** Begin Extracted text **

I have to say though, over the last 15 plus years the tone even in internet discussions has softened.
the hard core crowd either retired or had to switch to cane combat I guess. 
because the good old days were only good in nostalgia.


----------



## granfire (Oct 8, 2020)

PS: The 'kia' is the vocalization for 'ki-hap' Korean for yell. 
And generally most people agree one ought to get whipped with their belt if one actually yells 'KIA' 

Yeah, they yelled more, and I disagree with the modern trend to take the yells out:
To yell you have to breathe, to yell loudly, you have to breathe deeply.
Breathing is essential in self defense: You freeze and stop breathing, you can't fight back. 

Also: there is the psychological effect of being yelled at. 
Most people are not used to this and freeze when aggressively yelled at. Even seasoned martial arts practitioners! 
There is a reason you spend so much time in bootcamp being screamed at by the drill instructors.


----------



## Ivan (Oct 8, 2020)

granfire said:


> PS: The 'kia' is the vocalization for 'ki-hap' Korean for yell.
> And generally most people agree one ought to get whipped with their belt if one actually yells 'KIA'
> 
> Yeah, they yelled more, and I disagree with the modern trend to take the yells out:
> ...


Where could you find old school practitioners nowadays? It seems like the true version of the martial art is dead, based on what you're saying.


----------



## granfire (Oct 8, 2020)

Ivan said:


> Where could you find old school practitioners nowadays? It seems like the true version of the martial art is dead, based on what you're saying.


things evolve and change. it's the way of life.

** End Extracted text **

Answer these questions about the forum thread.
1. What Korean word is 'kia' the vocalization for, and what does that word mean?
2. According to granfire, what must a person do in order to yell loudly?
3. What is granfire's reply when Ivan asks where old school practitioners can be found?

** Begin Given records **

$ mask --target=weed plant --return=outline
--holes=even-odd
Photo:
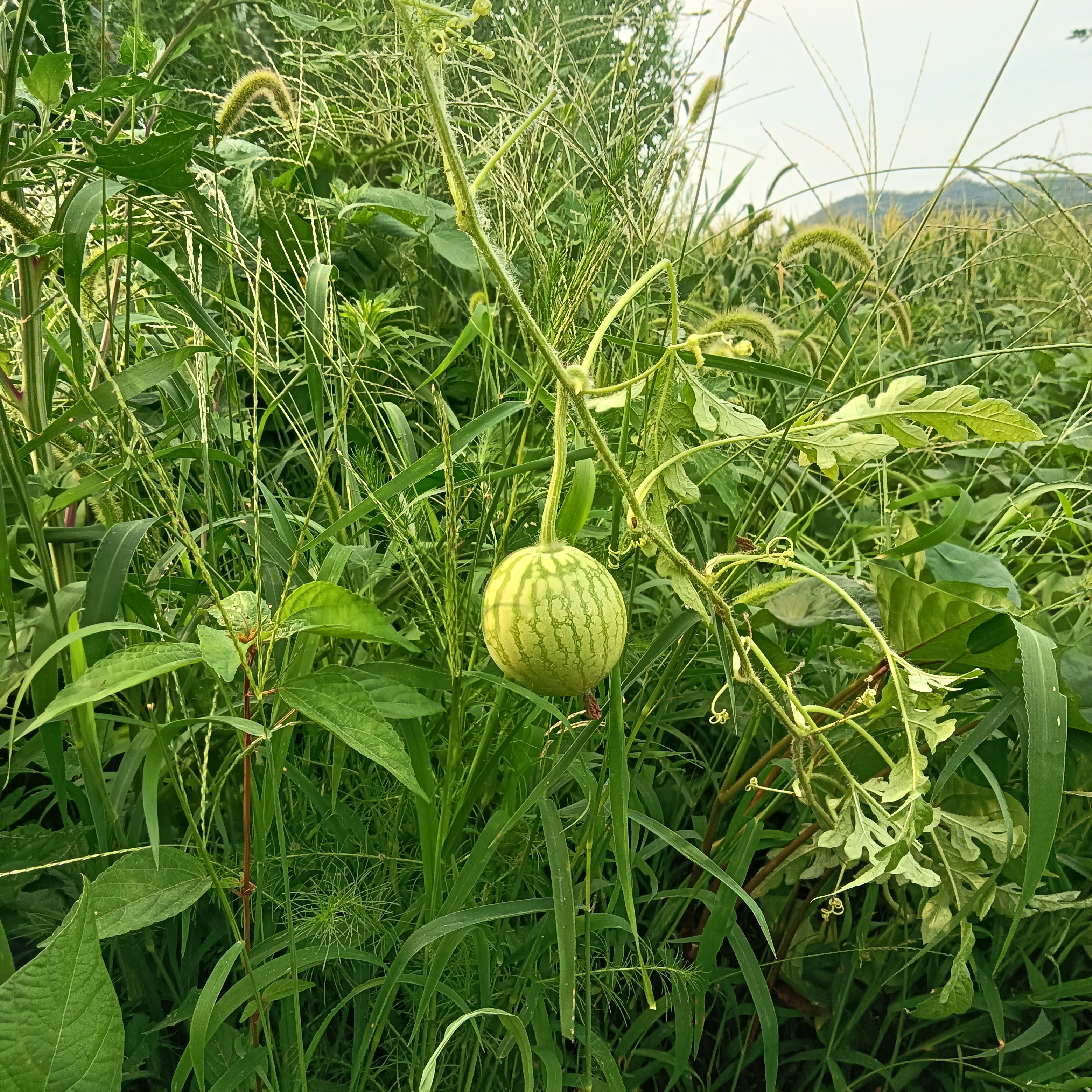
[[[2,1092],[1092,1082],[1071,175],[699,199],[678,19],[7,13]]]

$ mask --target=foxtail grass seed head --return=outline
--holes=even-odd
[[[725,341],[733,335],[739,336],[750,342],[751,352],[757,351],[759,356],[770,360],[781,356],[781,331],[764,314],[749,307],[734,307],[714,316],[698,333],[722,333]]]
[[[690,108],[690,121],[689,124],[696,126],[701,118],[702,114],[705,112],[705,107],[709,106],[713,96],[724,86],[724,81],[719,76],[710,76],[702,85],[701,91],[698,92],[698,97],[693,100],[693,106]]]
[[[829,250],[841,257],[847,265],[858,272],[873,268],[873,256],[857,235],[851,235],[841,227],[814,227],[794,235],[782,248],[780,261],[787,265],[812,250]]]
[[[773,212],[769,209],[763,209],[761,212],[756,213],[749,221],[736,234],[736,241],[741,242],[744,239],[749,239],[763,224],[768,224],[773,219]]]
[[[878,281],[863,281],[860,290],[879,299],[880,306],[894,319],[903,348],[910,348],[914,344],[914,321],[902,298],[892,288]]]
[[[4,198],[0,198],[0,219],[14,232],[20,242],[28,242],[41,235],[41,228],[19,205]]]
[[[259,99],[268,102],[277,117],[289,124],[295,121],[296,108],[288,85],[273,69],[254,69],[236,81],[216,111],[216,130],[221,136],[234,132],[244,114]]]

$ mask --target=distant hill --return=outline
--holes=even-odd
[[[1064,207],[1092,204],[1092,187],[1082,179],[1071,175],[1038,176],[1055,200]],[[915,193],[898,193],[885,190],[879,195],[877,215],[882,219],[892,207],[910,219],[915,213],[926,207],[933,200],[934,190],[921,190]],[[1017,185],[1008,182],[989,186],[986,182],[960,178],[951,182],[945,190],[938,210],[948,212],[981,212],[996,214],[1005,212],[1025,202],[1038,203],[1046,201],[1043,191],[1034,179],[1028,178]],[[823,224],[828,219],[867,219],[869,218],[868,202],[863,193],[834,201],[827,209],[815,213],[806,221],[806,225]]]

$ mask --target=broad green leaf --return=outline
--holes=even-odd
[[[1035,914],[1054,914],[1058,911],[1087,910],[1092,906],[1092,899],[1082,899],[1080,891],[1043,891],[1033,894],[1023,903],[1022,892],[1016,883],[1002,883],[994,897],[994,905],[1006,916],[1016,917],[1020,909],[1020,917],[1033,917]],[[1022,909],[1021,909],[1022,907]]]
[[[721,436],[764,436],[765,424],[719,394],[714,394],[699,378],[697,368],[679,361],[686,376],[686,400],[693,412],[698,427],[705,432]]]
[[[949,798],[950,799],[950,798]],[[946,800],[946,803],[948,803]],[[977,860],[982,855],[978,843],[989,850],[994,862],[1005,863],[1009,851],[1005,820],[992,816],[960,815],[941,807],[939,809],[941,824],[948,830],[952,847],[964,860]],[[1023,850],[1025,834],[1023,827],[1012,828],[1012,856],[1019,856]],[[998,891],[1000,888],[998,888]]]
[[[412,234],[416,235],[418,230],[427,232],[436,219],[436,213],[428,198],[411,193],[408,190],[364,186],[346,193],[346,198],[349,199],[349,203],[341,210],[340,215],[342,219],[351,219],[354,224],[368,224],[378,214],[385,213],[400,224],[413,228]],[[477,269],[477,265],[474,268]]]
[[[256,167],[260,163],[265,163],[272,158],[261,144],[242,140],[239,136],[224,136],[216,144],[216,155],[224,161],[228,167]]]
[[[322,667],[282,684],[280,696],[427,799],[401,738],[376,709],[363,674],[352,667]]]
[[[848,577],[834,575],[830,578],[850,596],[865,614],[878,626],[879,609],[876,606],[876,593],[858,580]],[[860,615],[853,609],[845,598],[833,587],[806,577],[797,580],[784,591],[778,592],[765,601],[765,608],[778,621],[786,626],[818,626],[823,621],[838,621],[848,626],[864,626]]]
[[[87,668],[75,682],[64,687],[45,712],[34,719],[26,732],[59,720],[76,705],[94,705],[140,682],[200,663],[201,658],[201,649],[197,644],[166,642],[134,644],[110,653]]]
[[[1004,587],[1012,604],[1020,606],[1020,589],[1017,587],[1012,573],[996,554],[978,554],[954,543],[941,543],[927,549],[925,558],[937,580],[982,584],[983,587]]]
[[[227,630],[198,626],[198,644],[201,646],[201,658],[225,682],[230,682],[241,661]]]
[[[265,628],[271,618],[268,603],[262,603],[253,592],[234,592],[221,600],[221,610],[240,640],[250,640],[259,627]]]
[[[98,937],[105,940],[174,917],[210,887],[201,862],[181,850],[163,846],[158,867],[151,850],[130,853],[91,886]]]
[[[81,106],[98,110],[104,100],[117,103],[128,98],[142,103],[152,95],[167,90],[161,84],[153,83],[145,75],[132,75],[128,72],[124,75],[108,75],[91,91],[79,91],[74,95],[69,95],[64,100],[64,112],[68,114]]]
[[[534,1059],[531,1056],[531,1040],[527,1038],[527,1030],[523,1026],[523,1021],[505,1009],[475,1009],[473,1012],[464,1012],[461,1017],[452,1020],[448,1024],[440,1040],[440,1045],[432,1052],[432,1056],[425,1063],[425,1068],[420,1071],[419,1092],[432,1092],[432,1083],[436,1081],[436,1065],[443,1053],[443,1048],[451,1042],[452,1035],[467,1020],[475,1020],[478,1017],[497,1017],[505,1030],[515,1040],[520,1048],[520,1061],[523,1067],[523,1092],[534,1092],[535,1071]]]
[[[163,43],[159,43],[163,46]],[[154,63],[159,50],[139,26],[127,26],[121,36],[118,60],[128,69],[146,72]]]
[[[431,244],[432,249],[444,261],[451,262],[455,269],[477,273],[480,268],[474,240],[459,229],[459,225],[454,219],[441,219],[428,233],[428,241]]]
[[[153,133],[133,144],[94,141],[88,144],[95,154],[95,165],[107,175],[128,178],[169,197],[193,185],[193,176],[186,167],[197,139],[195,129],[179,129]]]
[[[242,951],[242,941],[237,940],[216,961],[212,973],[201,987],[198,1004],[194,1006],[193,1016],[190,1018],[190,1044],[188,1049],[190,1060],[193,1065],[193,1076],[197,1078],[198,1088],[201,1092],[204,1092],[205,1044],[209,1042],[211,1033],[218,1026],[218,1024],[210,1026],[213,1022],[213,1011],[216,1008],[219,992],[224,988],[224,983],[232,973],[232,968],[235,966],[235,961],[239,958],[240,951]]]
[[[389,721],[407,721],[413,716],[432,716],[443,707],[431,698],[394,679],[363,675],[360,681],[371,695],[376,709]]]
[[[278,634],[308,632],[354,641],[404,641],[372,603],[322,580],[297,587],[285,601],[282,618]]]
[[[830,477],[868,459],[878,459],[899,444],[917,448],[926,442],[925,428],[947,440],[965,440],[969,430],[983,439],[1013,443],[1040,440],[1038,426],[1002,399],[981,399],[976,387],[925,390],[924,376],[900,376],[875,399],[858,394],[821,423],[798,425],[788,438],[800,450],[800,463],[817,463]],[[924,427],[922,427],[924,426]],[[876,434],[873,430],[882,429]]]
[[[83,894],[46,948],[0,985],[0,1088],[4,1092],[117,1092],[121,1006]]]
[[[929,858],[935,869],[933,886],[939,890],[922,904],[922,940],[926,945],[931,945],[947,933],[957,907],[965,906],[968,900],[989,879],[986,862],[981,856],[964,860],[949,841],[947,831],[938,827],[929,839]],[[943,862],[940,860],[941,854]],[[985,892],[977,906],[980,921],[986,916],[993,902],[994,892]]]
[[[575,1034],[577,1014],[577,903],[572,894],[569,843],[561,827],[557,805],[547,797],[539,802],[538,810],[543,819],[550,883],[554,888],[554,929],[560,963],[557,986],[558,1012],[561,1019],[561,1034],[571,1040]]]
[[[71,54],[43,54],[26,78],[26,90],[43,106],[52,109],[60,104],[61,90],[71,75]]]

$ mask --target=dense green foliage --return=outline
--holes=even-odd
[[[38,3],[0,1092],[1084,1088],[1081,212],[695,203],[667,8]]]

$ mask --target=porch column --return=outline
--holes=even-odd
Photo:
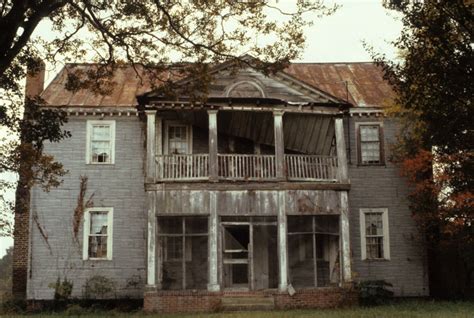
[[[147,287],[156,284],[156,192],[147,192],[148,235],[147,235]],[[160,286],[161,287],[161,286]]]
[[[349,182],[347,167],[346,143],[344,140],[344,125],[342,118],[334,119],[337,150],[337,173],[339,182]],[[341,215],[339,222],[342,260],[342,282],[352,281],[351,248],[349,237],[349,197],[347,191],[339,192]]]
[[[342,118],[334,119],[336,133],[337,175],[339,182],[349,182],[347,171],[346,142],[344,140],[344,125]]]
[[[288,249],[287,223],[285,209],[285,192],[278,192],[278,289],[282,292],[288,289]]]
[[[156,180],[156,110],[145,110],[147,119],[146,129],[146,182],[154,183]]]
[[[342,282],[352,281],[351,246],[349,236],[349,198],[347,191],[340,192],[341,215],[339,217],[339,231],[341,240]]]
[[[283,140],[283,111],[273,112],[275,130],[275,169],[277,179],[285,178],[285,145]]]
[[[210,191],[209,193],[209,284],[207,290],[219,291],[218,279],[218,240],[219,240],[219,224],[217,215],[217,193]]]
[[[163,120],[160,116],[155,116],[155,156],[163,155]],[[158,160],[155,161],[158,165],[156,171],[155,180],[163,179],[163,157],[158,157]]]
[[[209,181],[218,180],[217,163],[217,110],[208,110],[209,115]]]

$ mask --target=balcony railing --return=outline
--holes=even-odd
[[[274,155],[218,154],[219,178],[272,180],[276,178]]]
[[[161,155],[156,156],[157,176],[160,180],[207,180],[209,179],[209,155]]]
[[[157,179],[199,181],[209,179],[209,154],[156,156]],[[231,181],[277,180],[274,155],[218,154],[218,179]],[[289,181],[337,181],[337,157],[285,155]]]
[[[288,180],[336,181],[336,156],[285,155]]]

** End Given records **

Answer for this exercise:
1. 'Ki-hap', Korean for yell.
2. Breathe deeply.
3. "things evolve and change. it's the way of life."